Write out the following listing's lines from the one with "Where can you find the green" to the one with "Where can you find the pink", exactly, with both included and no others.

==== RECORDS PROVIDED

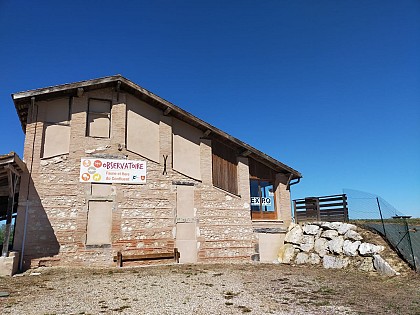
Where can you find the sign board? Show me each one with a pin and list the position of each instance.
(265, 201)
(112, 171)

========
==== RECORDS PROVIDED

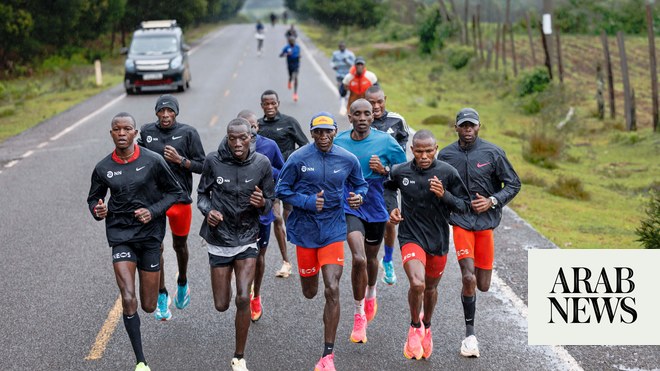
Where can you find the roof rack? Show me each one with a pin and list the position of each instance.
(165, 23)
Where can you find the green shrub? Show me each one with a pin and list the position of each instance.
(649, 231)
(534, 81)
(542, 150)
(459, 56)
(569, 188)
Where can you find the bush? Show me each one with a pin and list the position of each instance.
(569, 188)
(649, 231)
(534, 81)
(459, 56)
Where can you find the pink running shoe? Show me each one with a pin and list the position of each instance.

========

■ RESULT:
Where can you find the green shrub? Show me each one with a pin and list the position of each instance.
(649, 231)
(534, 81)
(542, 150)
(459, 56)
(569, 188)
Where can you find the bush? Show me each one with a pin and list the position of each instance.
(569, 188)
(649, 231)
(534, 81)
(459, 56)
Where can you find the pink running shoe? Show me each one with a pin and list the position of each instance.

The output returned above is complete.